GIVEN INFORMATION |
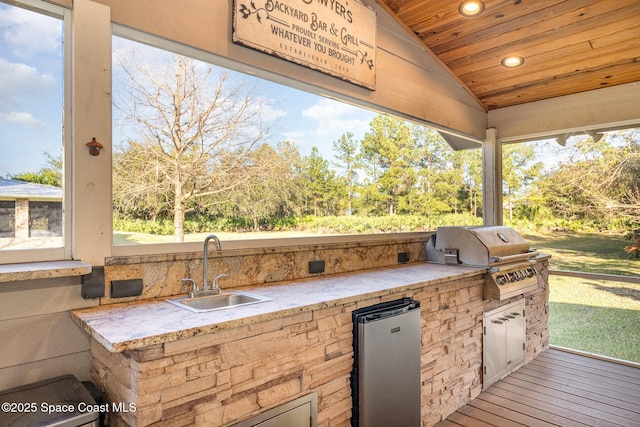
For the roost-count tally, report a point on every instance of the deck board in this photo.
(558, 388)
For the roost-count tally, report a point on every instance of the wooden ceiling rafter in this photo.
(569, 46)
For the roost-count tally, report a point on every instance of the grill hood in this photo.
(481, 246)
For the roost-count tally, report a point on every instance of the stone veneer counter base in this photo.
(130, 326)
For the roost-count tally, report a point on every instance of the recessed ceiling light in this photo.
(471, 8)
(512, 61)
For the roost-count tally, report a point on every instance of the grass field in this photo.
(601, 317)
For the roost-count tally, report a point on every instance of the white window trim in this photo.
(63, 253)
(240, 244)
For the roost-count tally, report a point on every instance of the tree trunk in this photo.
(178, 212)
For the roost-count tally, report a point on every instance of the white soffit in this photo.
(594, 111)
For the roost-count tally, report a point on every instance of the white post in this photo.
(492, 179)
(92, 219)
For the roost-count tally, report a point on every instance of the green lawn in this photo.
(601, 317)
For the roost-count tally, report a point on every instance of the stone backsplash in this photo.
(162, 275)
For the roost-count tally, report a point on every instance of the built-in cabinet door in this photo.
(503, 341)
(494, 341)
(296, 417)
(515, 337)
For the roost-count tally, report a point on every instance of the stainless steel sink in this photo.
(221, 301)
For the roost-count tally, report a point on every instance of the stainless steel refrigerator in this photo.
(385, 380)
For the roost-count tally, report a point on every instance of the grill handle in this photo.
(511, 258)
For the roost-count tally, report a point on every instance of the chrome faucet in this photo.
(215, 289)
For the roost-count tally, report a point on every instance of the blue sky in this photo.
(306, 119)
(30, 89)
(31, 99)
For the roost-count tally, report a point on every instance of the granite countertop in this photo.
(130, 326)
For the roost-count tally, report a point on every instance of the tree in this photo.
(433, 165)
(346, 156)
(519, 169)
(600, 180)
(273, 186)
(47, 175)
(194, 131)
(321, 185)
(386, 154)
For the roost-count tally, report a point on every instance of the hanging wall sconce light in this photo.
(94, 147)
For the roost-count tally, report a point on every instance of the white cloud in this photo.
(28, 33)
(22, 119)
(18, 80)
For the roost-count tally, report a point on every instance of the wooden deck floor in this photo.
(557, 389)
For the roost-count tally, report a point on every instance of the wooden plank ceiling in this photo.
(568, 46)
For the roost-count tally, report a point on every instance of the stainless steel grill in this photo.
(510, 260)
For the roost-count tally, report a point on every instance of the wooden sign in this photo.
(336, 37)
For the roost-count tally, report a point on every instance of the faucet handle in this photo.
(218, 277)
(194, 286)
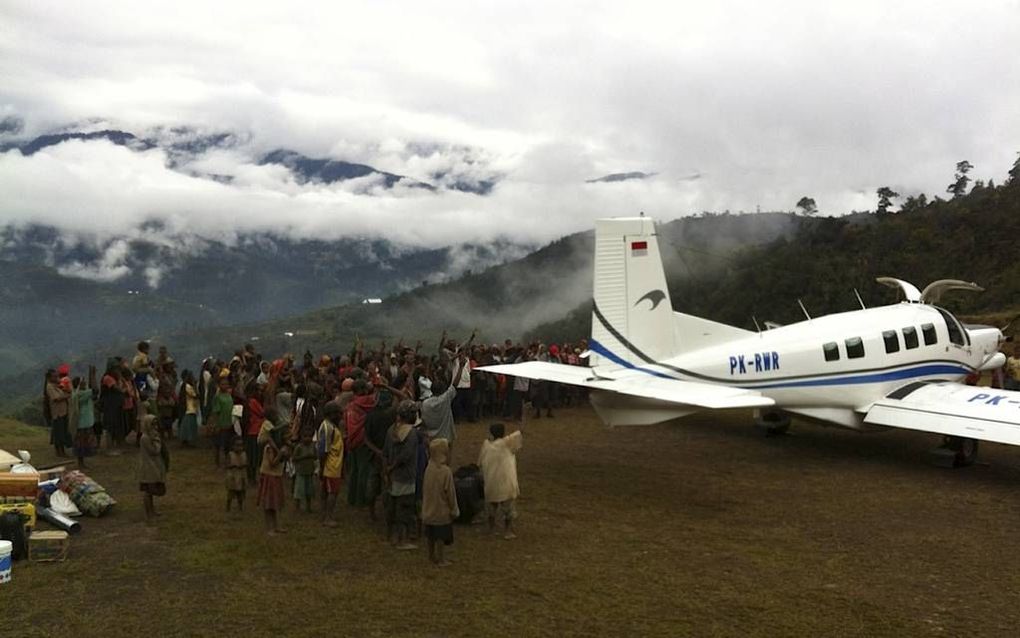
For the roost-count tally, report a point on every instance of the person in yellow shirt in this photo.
(329, 445)
(188, 430)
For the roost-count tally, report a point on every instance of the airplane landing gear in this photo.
(956, 452)
(773, 423)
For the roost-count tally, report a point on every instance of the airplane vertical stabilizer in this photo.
(632, 317)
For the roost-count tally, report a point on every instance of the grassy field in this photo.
(701, 528)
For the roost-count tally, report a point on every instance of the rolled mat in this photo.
(58, 520)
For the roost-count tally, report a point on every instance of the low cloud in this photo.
(109, 267)
(734, 105)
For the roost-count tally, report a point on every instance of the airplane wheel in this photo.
(966, 450)
(774, 423)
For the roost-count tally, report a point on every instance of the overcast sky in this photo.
(732, 104)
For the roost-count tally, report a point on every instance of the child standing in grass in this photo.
(237, 463)
(304, 468)
(439, 505)
(270, 485)
(221, 418)
(153, 460)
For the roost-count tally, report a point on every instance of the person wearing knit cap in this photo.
(401, 456)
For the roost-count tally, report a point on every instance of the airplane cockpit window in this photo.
(831, 350)
(891, 341)
(957, 334)
(855, 348)
(910, 337)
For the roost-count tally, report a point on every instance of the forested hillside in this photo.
(973, 237)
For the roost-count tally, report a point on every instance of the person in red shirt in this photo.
(254, 415)
(359, 455)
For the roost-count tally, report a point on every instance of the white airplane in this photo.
(899, 365)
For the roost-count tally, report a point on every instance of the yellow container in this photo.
(26, 509)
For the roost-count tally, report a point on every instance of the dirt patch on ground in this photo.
(702, 527)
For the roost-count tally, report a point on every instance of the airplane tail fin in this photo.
(632, 316)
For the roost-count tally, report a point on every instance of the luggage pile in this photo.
(28, 496)
(88, 496)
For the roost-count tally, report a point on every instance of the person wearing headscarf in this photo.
(359, 456)
(57, 400)
(83, 401)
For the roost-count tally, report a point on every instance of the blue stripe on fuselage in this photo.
(597, 347)
(925, 370)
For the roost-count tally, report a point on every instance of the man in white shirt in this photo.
(498, 460)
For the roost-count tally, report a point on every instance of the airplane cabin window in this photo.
(891, 341)
(831, 350)
(910, 337)
(855, 348)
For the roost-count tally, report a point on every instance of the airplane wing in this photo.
(636, 384)
(953, 409)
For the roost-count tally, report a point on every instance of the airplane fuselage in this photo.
(833, 366)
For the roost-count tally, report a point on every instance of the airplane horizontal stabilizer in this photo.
(636, 384)
(952, 409)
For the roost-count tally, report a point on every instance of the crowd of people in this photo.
(374, 426)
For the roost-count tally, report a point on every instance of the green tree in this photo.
(807, 205)
(885, 197)
(913, 203)
(1014, 173)
(959, 187)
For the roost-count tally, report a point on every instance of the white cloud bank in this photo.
(768, 101)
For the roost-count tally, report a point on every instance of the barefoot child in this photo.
(270, 485)
(329, 440)
(304, 471)
(237, 463)
(499, 469)
(152, 465)
(439, 505)
(401, 456)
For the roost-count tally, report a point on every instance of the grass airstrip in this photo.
(702, 528)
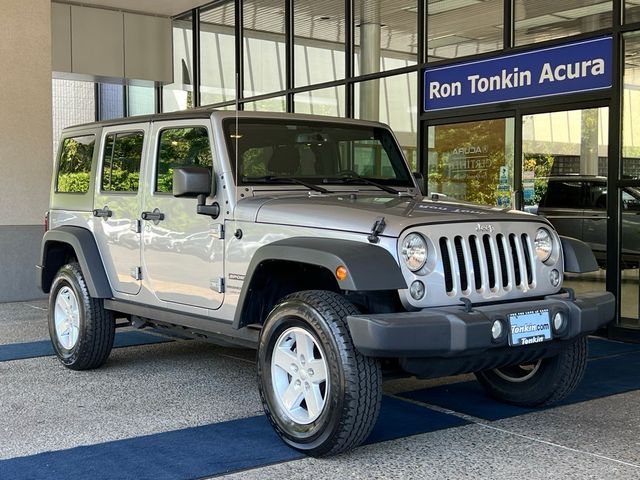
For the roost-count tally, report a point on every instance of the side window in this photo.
(121, 162)
(74, 167)
(181, 147)
(596, 196)
(563, 195)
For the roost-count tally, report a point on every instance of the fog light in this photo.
(417, 290)
(558, 321)
(496, 330)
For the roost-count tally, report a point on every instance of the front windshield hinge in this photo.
(378, 227)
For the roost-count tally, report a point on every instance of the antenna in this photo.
(237, 135)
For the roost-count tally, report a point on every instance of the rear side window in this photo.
(596, 196)
(121, 161)
(74, 167)
(181, 147)
(563, 195)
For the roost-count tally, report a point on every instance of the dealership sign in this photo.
(574, 67)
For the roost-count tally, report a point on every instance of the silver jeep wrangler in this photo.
(309, 239)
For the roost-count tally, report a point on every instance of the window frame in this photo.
(63, 142)
(116, 133)
(158, 140)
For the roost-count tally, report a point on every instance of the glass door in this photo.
(630, 192)
(472, 161)
(564, 178)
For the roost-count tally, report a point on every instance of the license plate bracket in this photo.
(528, 328)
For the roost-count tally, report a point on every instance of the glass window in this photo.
(318, 41)
(74, 168)
(264, 48)
(563, 194)
(218, 53)
(326, 101)
(631, 108)
(179, 94)
(111, 101)
(121, 162)
(540, 20)
(463, 27)
(385, 36)
(181, 147)
(472, 161)
(141, 100)
(392, 100)
(74, 103)
(277, 104)
(632, 11)
(318, 153)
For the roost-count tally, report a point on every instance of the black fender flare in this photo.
(86, 250)
(369, 267)
(578, 256)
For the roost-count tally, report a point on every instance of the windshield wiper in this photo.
(356, 178)
(268, 178)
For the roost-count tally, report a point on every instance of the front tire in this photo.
(540, 384)
(320, 394)
(81, 330)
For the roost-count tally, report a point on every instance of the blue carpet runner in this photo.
(204, 451)
(610, 371)
(43, 348)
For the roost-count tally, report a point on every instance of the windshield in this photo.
(276, 151)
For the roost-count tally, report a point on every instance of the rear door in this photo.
(182, 251)
(117, 204)
(594, 227)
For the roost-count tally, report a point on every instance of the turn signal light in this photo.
(341, 272)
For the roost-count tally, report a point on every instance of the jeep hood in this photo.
(357, 213)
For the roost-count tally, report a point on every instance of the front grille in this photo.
(487, 263)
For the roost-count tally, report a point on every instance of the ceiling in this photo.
(167, 8)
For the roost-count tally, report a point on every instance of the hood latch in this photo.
(378, 227)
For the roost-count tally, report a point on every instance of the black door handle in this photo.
(155, 216)
(103, 212)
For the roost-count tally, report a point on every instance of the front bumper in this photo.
(452, 332)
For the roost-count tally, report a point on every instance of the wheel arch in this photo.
(308, 263)
(62, 244)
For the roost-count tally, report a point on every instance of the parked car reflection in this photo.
(576, 205)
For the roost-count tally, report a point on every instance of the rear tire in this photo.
(320, 394)
(81, 330)
(540, 384)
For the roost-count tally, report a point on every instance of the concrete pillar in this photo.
(25, 142)
(370, 58)
(589, 142)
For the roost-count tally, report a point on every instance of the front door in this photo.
(117, 205)
(182, 251)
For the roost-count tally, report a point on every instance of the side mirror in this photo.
(420, 180)
(191, 182)
(196, 182)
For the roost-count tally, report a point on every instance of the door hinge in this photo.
(217, 285)
(136, 273)
(217, 231)
(136, 226)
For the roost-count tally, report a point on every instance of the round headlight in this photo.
(543, 244)
(414, 251)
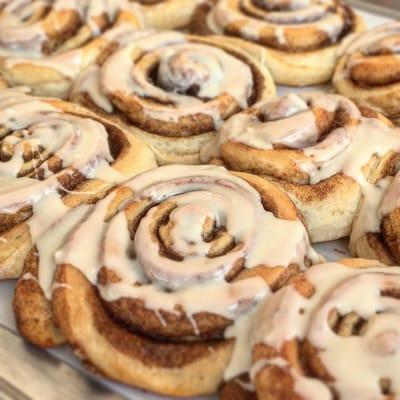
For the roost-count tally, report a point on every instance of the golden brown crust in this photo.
(328, 206)
(368, 71)
(177, 325)
(299, 58)
(300, 358)
(238, 389)
(167, 14)
(53, 74)
(31, 307)
(122, 355)
(178, 138)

TASK PROMPT |
Update the items from the line with "windshield in this photo." through the end of the items, replacing "roost-count tally" with "perch survey" and keeping everything else the same. Leave the pictures out of your answer.

CORRECT RESULT |
For the perch survey, report a point on every instance of the windshield in this photo.
(276, 151)
For the perch survey, report a point on every instance of the rear door in this photo.
(182, 251)
(117, 204)
(594, 227)
For the perch survey, report a point on every instance of the turn signal light in this photo.
(341, 272)
For the perch survey, report a point on every instance of the jeep hood in this photo.
(357, 213)
For the perch survey, report a point on every instance of the front grille in this photo.
(487, 263)
For the perch survey, report a point on every instance of the ceiling in this photo.
(167, 8)
For the perch survey, report a point on every instance of the hood latch in this photo.
(378, 227)
For the perch survey, report a point on every instance of the black door handle in this photo.
(155, 216)
(103, 212)
For the perch survey, report a point on every instance of the front bumper in this photo.
(452, 332)
For the perch survey, report a point on every instance of the wheel arch in this photo.
(308, 263)
(62, 244)
For the perch survey, report a point on every instance of the parked car reflection in this photo.
(576, 205)
For the perch survey, report a point on every instance of the rear tire in this photo.
(320, 394)
(81, 330)
(540, 384)
For the perch survey, report a point on every instance of the concrete pillar in this photo.
(25, 142)
(370, 58)
(589, 142)
For the perch survey, report a point on every instance of the front door in this photo.
(117, 205)
(182, 251)
For the perch survey, report a point on every instance of the side mirror in this photo.
(420, 180)
(191, 182)
(196, 182)
For the perch survey, report a point on every instance of the door hinge in this photo.
(217, 285)
(136, 273)
(217, 231)
(136, 226)
For the perch survey, report a point on every instance of the round headlight in this photo.
(543, 244)
(414, 251)
For the perch survey, report a point on every instance of the golden brown crust in this photo.
(328, 206)
(368, 71)
(177, 325)
(299, 58)
(300, 358)
(238, 389)
(167, 14)
(53, 74)
(31, 307)
(122, 355)
(178, 138)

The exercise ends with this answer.